*** Opening Supplied records ***

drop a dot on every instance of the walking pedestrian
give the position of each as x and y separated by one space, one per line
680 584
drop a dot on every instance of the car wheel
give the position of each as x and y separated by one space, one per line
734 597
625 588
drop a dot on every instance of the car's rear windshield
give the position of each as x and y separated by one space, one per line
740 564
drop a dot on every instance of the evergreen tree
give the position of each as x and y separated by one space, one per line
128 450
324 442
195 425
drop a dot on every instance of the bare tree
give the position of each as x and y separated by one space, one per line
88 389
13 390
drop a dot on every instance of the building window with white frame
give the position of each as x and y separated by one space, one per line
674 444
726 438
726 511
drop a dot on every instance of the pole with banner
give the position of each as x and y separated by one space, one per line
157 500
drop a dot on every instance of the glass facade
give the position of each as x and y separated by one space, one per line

*** Closing Supplied records ***
*** Opening Supplied records ***

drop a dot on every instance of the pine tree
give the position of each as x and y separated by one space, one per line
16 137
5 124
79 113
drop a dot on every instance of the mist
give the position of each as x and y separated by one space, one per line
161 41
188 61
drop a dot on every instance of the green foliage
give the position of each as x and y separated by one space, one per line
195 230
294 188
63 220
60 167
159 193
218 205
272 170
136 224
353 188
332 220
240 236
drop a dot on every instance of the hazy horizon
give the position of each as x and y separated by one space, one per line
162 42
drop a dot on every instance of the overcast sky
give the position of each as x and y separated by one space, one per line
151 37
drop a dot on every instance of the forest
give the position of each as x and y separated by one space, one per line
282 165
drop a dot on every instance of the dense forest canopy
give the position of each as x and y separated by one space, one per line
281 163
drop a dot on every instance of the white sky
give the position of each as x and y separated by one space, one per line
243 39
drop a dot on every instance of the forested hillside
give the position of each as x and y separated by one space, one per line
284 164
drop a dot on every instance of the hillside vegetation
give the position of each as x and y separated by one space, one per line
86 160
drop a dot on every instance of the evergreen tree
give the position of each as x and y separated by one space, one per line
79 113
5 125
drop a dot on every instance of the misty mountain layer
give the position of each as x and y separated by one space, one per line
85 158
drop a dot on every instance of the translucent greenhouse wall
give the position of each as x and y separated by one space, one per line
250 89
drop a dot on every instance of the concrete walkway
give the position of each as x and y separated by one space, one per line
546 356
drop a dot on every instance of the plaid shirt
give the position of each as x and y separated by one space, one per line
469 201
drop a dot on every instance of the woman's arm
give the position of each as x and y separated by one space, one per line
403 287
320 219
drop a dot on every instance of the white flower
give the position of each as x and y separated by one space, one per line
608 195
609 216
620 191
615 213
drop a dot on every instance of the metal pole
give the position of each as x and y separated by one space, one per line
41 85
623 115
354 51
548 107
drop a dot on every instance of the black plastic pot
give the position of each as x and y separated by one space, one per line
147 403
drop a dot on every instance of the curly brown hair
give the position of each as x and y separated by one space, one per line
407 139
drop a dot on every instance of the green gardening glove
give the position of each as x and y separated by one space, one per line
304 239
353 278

*** Closing Supplied records ***

Both end lines included, restate word for word the lines above from the line with "drop a dot on every instance of the car wheel" to the line with "drop a dot on every instance of the glass", and nothing else.

drop a dot on every instance of the car wheel
give the position of each as x and y separated by one space, one per line
734 597
625 588
drop a dot on every instance of the car's rear windshield
give the position of each as x and y separated by one space, one per line
740 564
drop a dot on every instance of the evergreen tree
give the position of each as x and y separated by one space, one per line
128 450
324 442
195 425
drop a dot on every instance of the bare tree
give the position of each as x and y separated by one space, one per line
88 389
13 390
drop a dot on every instance of the building window with white frame
give the position of each as x and y separated by one space, one per line
674 444
726 438
726 511
drop a dot on every instance of the pole with banner
give the position of each as x and y separated by one space, one per line
157 500
drop a dot on every instance of the glass facade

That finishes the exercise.